What needs to be done =>
Send back all the data below, exactly as given.

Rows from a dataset

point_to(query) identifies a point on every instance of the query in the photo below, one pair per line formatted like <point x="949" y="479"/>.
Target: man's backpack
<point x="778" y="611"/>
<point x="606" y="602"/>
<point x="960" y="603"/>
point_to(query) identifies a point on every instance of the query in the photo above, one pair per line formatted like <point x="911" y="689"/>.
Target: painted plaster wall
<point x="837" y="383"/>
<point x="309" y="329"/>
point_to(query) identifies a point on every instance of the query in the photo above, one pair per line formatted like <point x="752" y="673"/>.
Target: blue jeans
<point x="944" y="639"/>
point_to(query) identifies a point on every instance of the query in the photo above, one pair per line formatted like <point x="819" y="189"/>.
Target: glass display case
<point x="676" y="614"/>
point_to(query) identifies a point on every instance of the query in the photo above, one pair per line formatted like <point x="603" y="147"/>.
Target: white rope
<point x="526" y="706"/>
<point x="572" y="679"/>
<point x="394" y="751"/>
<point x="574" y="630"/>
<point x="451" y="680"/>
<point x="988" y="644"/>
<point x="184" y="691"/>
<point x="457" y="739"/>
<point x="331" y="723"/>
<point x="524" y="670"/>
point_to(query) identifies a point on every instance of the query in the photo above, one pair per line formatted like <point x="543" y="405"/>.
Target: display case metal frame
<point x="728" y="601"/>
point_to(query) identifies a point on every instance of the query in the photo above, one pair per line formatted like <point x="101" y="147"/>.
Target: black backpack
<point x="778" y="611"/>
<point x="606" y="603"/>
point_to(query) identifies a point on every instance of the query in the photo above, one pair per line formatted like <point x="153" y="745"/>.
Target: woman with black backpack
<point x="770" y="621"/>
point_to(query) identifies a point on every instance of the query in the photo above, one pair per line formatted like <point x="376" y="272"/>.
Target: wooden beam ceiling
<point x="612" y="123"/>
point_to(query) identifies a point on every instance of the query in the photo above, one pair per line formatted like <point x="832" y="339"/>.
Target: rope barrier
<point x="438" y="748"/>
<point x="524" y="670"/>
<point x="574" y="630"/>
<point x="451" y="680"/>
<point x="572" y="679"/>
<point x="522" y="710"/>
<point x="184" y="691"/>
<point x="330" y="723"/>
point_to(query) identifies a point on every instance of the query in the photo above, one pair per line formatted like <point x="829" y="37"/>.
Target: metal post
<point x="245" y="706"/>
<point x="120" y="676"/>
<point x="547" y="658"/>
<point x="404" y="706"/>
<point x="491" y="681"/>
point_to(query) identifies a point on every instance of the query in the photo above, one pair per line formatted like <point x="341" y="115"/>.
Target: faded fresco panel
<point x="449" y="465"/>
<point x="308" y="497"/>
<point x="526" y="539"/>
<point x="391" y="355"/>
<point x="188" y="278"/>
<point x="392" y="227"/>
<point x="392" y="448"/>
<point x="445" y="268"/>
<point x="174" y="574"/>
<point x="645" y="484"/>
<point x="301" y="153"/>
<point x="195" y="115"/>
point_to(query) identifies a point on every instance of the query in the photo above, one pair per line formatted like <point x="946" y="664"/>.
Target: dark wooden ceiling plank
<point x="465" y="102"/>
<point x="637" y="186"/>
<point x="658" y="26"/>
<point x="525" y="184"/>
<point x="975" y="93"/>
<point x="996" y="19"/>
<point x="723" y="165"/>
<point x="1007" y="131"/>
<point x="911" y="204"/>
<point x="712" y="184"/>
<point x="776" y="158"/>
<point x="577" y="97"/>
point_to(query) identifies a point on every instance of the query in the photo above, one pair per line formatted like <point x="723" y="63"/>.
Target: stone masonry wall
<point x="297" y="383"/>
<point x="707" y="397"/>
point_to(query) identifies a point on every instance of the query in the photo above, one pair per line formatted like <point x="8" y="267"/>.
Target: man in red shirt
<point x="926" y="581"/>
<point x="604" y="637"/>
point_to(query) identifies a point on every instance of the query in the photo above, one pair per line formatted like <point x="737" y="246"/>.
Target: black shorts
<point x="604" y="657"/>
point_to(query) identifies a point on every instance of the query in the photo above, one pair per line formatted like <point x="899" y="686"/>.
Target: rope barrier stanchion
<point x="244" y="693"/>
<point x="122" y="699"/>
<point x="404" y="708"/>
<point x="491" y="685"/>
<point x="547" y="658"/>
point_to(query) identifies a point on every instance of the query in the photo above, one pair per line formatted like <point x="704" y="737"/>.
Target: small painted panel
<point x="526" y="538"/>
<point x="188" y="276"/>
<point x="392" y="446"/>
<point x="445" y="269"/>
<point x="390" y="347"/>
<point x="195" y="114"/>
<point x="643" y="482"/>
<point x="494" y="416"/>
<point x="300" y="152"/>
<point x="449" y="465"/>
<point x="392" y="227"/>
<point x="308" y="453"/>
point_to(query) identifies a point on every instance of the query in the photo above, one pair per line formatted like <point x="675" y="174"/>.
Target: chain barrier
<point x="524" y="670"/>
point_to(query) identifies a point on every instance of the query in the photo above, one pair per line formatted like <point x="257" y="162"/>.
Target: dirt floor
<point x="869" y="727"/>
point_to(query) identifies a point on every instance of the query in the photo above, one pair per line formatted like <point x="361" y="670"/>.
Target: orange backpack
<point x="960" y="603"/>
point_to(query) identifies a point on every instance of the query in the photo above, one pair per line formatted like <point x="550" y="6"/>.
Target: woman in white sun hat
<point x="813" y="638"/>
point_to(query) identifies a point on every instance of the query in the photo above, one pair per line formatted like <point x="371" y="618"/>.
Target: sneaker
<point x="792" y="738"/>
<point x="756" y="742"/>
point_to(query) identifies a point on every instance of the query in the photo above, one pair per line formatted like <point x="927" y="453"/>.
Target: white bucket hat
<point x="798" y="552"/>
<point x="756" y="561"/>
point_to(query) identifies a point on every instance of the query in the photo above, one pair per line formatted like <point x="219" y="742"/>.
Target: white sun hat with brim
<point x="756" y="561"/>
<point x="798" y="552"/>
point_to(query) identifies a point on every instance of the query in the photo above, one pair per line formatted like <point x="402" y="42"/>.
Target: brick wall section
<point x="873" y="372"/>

Output of the exercise =>
point_to(query) identifies a point on every instance of the query in the photo below, one pair per line formatted like <point x="949" y="479"/>.
Target: man's backpack
<point x="778" y="611"/>
<point x="606" y="602"/>
<point x="960" y="603"/>
point_to(query) identifies a point on every instance of the query in the photo above, one pair per line formatted like <point x="911" y="689"/>.
Target: painted plaster wall
<point x="837" y="383"/>
<point x="309" y="329"/>
point_to(query) identifies a point on every instance of the query in the photo above, one pair per line formatted like <point x="752" y="673"/>.
Target: blue jeans
<point x="944" y="639"/>
point_to(query) identifies a point on every instance of the query in the photo above, one pair per line formatted like <point x="819" y="189"/>.
Target: glass display case
<point x="676" y="614"/>
point_to(query) identifies a point on every instance of the query in the photo above, one pair per line formatted like <point x="603" y="147"/>.
Target: white rope
<point x="526" y="706"/>
<point x="572" y="679"/>
<point x="394" y="751"/>
<point x="574" y="630"/>
<point x="451" y="680"/>
<point x="988" y="644"/>
<point x="184" y="691"/>
<point x="457" y="739"/>
<point x="331" y="723"/>
<point x="524" y="670"/>
point_to(query) identifies a point on every instance of the query in the photo above, one pair per line formatted like <point x="543" y="405"/>.
Target: display case metal frame
<point x="728" y="601"/>
point_to(query) identifies a point on every instance of the query in the photo above, one pair per line formatted like <point x="101" y="147"/>.
Target: black backpack
<point x="778" y="611"/>
<point x="606" y="603"/>
point_to(query) identifies a point on every instance of the query in the photo above, one pair per line formatted like <point x="153" y="745"/>.
Target: woman with black backpack
<point x="770" y="621"/>
point_to(query) identifies a point on every instance of the query in the photo above, one pair per line formatted like <point x="376" y="272"/>.
Target: wooden beam ceiling
<point x="612" y="123"/>
point_to(query) identifies a point on every instance of the query in the photo above, one pair per line formatted like <point x="832" y="339"/>.
Target: rope barrier
<point x="438" y="748"/>
<point x="524" y="670"/>
<point x="574" y="630"/>
<point x="451" y="680"/>
<point x="572" y="679"/>
<point x="522" y="710"/>
<point x="184" y="691"/>
<point x="330" y="723"/>
point_to(query) identifies a point on every instance of the query in the photo above, one pair per line formatted like <point x="829" y="37"/>.
Target: metal post
<point x="245" y="706"/>
<point x="120" y="676"/>
<point x="547" y="658"/>
<point x="404" y="706"/>
<point x="491" y="681"/>
point_to(query) identifies a point on every instance of the query in the photo above, one pair per line formatted like <point x="341" y="115"/>.
Target: faded fresco panel
<point x="449" y="465"/>
<point x="308" y="497"/>
<point x="526" y="539"/>
<point x="391" y="355"/>
<point x="188" y="278"/>
<point x="392" y="227"/>
<point x="392" y="448"/>
<point x="445" y="268"/>
<point x="174" y="574"/>
<point x="645" y="484"/>
<point x="301" y="153"/>
<point x="195" y="115"/>
point_to(query) identifies a point on every instance of the query in the photo above, one pair per line formatted like <point x="946" y="664"/>.
Target: dark wooden ceiling plank
<point x="465" y="102"/>
<point x="637" y="186"/>
<point x="658" y="26"/>
<point x="525" y="184"/>
<point x="975" y="93"/>
<point x="996" y="19"/>
<point x="723" y="165"/>
<point x="1007" y="131"/>
<point x="911" y="204"/>
<point x="712" y="184"/>
<point x="776" y="158"/>
<point x="577" y="97"/>
point_to(query) identifies a point on every instance of the query in the photo above, one pair per line formatted like <point x="723" y="63"/>.
Target: stone masonry wall
<point x="297" y="383"/>
<point x="707" y="397"/>
point_to(query) identifies a point on every instance of the query in the photo above, one pair per line formatted like <point x="8" y="267"/>.
Target: man in red shirt
<point x="926" y="581"/>
<point x="604" y="637"/>
point_to(query) identifies a point on every instance of the query in the photo above, one pair per line formatted like <point x="737" y="246"/>.
Target: black shorts
<point x="604" y="657"/>
point_to(query) identifies a point on every instance of the query in the photo above, one pair per line formatted like <point x="899" y="686"/>.
Target: rope barrier stanchion
<point x="244" y="693"/>
<point x="122" y="699"/>
<point x="404" y="708"/>
<point x="491" y="685"/>
<point x="547" y="658"/>
point_to(query) identifies a point on every instance of the query in the photo above, one pair per line formatted like <point x="704" y="737"/>.
Target: small painted panel
<point x="526" y="538"/>
<point x="188" y="276"/>
<point x="392" y="446"/>
<point x="445" y="269"/>
<point x="390" y="347"/>
<point x="195" y="114"/>
<point x="643" y="482"/>
<point x="494" y="416"/>
<point x="300" y="152"/>
<point x="449" y="465"/>
<point x="392" y="227"/>
<point x="308" y="453"/>
point_to(query) identifies a point on every instance of the query in the photo above, one pair per line formatted like <point x="675" y="174"/>.
Target: chain barrier
<point x="524" y="670"/>
point_to(query) identifies a point on every instance of the query in the photo above, one pair per line formatted like <point x="257" y="162"/>.
Target: dirt floor
<point x="869" y="727"/>
point_to(query) identifies a point on every instance of the query in the photo above, one pair per line formatted like <point x="361" y="670"/>.
Target: orange backpack
<point x="960" y="603"/>
point_to(query) identifies a point on every instance of the query in the photo above, one pair per line formatted like <point x="550" y="6"/>.
Target: woman in white sun hat
<point x="813" y="638"/>
point_to(query) identifies a point on every instance of the query in the photo above, one pair per line formatted like <point x="371" y="618"/>.
Target: sneaker
<point x="792" y="738"/>
<point x="756" y="742"/>
point_to(query) identifies a point on every instance of the query in the photo above, one pair per line formatted like <point x="927" y="453"/>.
Target: white bucket hat
<point x="798" y="552"/>
<point x="756" y="561"/>
point_to(query) identifies a point on every instance of the query in the photo above, one pair per line formatted like <point x="219" y="742"/>.
Target: white sun hat with brim
<point x="756" y="561"/>
<point x="798" y="552"/>
point_to(query) identifies a point on every instance of the query in the photo above, one pair per line formatted like <point x="402" y="42"/>.
Target: brick wall section
<point x="873" y="372"/>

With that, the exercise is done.